■ Assignment: From the entries below, transcribe exactly the lines between the line holding "Practice. Locate the cornrow" and the line holding "Practice. Locate the smiling mouth", inclusive; skip all other lines.

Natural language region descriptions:

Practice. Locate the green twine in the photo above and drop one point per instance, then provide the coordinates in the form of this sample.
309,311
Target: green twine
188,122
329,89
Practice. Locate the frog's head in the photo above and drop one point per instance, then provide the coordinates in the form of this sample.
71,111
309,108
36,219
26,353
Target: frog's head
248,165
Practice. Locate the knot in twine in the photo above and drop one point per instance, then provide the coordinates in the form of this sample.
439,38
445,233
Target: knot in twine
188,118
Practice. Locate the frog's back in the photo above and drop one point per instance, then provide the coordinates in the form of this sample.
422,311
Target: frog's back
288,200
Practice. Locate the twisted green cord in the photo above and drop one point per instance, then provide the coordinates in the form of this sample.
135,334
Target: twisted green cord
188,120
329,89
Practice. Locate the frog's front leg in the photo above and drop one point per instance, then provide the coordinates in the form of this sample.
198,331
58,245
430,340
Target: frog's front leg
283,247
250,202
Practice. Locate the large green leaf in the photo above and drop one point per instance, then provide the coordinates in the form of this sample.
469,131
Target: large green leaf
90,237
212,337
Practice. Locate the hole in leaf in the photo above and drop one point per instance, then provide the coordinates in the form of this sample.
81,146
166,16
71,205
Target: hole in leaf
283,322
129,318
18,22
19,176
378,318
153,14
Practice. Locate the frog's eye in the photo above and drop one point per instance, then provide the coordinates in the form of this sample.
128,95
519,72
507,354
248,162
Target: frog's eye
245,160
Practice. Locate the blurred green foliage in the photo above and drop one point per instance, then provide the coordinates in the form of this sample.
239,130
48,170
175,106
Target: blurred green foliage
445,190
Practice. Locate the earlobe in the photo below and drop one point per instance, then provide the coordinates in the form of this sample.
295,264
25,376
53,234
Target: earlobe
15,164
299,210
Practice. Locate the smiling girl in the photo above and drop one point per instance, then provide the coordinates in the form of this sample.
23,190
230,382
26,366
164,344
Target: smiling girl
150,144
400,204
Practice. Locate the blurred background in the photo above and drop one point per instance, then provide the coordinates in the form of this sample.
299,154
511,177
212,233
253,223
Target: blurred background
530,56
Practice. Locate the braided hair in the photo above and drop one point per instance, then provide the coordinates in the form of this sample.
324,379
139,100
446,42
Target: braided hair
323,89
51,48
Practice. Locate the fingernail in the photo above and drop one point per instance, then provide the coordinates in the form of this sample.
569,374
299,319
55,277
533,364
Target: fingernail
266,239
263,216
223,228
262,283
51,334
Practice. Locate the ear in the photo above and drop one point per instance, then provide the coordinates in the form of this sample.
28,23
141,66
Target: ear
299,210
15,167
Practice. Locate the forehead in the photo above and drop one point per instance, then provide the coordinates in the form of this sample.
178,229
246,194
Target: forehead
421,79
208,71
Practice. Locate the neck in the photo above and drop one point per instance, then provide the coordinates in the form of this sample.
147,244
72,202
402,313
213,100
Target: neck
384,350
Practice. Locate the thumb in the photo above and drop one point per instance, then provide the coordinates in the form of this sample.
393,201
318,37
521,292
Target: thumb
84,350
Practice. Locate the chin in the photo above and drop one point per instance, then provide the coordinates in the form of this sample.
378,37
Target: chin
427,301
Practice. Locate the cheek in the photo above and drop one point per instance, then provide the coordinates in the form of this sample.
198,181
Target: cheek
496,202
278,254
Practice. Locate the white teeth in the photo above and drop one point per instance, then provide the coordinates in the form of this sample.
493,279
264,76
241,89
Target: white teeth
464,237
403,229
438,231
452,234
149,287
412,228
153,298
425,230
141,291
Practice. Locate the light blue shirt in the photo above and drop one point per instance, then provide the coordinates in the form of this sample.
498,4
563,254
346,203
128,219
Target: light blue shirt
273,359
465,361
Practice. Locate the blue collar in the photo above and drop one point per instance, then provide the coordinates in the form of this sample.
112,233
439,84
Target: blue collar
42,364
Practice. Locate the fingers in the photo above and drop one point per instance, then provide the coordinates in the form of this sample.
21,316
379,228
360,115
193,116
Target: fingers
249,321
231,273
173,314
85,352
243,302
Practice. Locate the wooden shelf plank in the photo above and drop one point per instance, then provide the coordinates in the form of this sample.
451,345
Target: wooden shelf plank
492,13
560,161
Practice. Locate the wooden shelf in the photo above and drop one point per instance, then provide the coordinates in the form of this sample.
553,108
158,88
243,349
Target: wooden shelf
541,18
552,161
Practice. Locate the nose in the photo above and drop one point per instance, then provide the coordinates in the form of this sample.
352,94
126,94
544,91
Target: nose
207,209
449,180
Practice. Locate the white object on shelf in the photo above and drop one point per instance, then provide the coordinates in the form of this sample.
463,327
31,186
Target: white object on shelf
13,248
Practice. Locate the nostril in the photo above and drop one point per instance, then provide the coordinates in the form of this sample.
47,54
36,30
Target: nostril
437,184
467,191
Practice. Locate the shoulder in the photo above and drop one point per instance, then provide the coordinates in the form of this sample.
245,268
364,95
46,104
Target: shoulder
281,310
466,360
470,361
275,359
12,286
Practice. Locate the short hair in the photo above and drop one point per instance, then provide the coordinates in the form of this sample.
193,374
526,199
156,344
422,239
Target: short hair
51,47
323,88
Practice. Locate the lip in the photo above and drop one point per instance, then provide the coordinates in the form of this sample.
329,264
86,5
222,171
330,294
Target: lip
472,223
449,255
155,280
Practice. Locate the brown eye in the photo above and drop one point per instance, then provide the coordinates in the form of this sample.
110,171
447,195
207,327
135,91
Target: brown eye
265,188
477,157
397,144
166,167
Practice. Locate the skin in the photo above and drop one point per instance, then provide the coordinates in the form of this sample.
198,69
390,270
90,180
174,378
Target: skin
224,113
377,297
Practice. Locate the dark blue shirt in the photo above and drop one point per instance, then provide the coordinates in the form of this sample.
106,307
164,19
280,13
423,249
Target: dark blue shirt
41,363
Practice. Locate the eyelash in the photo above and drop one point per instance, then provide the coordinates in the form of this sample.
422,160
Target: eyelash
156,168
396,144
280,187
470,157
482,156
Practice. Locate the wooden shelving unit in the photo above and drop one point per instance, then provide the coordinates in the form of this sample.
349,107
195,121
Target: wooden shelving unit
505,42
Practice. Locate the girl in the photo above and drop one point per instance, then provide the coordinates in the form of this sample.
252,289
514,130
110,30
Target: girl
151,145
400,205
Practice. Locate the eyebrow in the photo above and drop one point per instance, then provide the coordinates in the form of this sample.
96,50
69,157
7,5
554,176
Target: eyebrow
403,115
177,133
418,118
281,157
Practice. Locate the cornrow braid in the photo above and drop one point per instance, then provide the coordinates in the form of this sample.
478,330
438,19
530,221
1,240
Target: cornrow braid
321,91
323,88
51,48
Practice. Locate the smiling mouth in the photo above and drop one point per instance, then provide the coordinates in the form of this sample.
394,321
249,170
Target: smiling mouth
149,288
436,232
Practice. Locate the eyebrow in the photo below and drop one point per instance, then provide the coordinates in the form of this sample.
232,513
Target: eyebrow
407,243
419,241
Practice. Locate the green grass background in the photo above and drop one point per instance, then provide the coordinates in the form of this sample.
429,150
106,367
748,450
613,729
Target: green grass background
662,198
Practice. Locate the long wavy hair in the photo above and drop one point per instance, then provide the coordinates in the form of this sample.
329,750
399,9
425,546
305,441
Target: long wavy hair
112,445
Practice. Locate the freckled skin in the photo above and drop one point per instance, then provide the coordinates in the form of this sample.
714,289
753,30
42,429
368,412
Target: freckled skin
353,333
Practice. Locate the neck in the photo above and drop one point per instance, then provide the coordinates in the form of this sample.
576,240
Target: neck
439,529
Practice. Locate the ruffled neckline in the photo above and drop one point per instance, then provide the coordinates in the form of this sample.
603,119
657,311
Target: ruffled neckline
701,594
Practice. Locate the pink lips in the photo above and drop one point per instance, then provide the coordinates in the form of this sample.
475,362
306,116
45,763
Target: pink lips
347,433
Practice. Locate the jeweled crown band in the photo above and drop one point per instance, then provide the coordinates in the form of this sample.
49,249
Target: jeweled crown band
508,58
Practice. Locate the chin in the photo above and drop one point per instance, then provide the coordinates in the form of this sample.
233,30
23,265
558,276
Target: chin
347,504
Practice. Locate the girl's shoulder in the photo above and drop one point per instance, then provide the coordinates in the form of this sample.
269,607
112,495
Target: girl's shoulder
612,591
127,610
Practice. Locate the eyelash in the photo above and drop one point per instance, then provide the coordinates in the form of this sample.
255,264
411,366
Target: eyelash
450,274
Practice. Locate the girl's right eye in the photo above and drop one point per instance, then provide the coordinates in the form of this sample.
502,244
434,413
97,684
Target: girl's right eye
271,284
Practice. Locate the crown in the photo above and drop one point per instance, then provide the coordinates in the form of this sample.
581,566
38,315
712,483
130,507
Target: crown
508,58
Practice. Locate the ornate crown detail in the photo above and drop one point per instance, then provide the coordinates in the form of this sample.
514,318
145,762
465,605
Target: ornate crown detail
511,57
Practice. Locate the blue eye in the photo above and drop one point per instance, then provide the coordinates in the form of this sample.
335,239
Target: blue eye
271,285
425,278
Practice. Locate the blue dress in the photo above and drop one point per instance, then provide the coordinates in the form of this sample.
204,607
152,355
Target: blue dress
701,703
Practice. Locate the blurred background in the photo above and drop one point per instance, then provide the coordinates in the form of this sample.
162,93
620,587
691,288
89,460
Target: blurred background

■ Answer section:
Practice. Locate the cornrow braid in the photo above and drop one point per instance, then provide the coordinates in the form of this sample.
478,330
438,19
530,221
1,240
Target: cornrow braid
321,91
323,88
51,48
Practice. Locate the smiling mouth in the photo above and drop one point per instance, then provide the coordinates in the form of this sample.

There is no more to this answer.